Rewrite the records below, changing every "bounding box" to "enclosing rectangle" and keeping everything else the same.

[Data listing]
--- Start ---

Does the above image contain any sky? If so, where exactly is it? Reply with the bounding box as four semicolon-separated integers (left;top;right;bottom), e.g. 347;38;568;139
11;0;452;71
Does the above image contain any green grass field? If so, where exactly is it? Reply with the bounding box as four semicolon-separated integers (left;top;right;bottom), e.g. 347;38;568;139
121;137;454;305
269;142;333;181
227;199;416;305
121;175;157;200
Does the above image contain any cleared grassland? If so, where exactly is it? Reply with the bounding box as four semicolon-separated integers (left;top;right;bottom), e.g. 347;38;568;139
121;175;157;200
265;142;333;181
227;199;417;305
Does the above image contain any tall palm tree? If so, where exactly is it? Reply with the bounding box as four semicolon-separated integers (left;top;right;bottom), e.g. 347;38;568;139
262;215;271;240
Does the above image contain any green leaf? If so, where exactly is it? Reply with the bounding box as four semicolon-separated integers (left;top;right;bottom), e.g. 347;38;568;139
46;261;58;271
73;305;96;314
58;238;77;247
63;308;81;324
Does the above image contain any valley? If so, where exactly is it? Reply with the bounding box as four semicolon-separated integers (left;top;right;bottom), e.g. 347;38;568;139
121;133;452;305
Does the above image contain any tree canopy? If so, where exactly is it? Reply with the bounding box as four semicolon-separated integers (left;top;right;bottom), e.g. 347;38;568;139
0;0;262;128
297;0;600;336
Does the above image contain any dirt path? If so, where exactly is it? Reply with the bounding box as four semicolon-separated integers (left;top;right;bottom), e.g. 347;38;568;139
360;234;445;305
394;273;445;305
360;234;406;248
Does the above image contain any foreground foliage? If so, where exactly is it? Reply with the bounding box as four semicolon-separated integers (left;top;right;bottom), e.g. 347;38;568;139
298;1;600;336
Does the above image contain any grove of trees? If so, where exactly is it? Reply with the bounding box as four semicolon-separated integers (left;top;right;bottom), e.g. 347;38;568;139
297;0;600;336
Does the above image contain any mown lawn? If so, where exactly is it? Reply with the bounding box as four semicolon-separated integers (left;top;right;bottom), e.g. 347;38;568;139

--- End ---

> **SOLUTION FOR THIS TASK**
Does the above image contain any sky? If so, where exactly is it? Reply with the enclosing rectangle as four semicolon-separated integers (left;top;right;bottom), e.g. 347;38;568;139
11;0;452;71
Does the above image contain any green grass field? If so, where exactly is it? Reply with the enclosing rectangle as four semicolon-separated integers (left;top;right;bottom), e.g. 347;38;568;139
121;137;454;305
269;142;333;181
227;199;416;305
121;175;157;200
Does the above image contain any cleared grassland? If so, where exactly is it? Reply with the enclosing rectangle as four semicolon-separated integers (left;top;right;bottom), e.g. 347;38;568;139
121;175;157;200
265;142;333;181
227;199;417;305
Does the above image contain any tall palm tree? If so, where exactly is it? Reply with the enclosing rectangle as four semicolon-separated integers (left;top;right;bottom), e.g. 347;38;568;139
262;215;271;240
Does the above image contain any green leaf? If so, where exactly is it? Reply with the enclosing rectangle as four semicolon-separated integers (left;top;right;bottom), e.g. 347;38;568;139
46;261;58;271
73;305;96;314
58;238;77;247
63;308;81;324
Does the above image contain any valley? If so, where exactly is it? Reply with the enclosing rectangle as four semicolon-separated integers (left;top;right;bottom), e.g. 347;38;568;139
121;133;452;305
Does the above image contain any tree canopy? If so, where exactly is it? Reply with the enclosing rectangle as four semicolon-separated integers (left;top;right;bottom), e.g. 347;38;568;139
0;0;262;128
297;0;600;336
Does the above image contain any dirt path? If so, where exactly is it? Reply with the enclosing rectangle as four semicolon-separated integers (left;top;right;bottom), e.g. 347;38;568;139
360;234;445;305
394;273;445;305
360;234;406;248
Does the above image contain any foreground foliage? If so, where exactly is it? Reply with the enclosing rectangle as four semicolon-separated integers (left;top;right;bottom), e.g. 347;38;568;139
298;1;600;336
Does the above image contain any grove of trees? If so, where exactly is it? Reply with the enclosing rectangle as four semicolon-separated integers (left;top;right;bottom), e.g. 347;38;568;139
297;0;600;336
Does the above image contain any mown lawn? If so, where exactly is it? Reply with the enclosing rectangle as four semicolon-separated integers (left;top;right;bottom), e.g. 347;38;568;139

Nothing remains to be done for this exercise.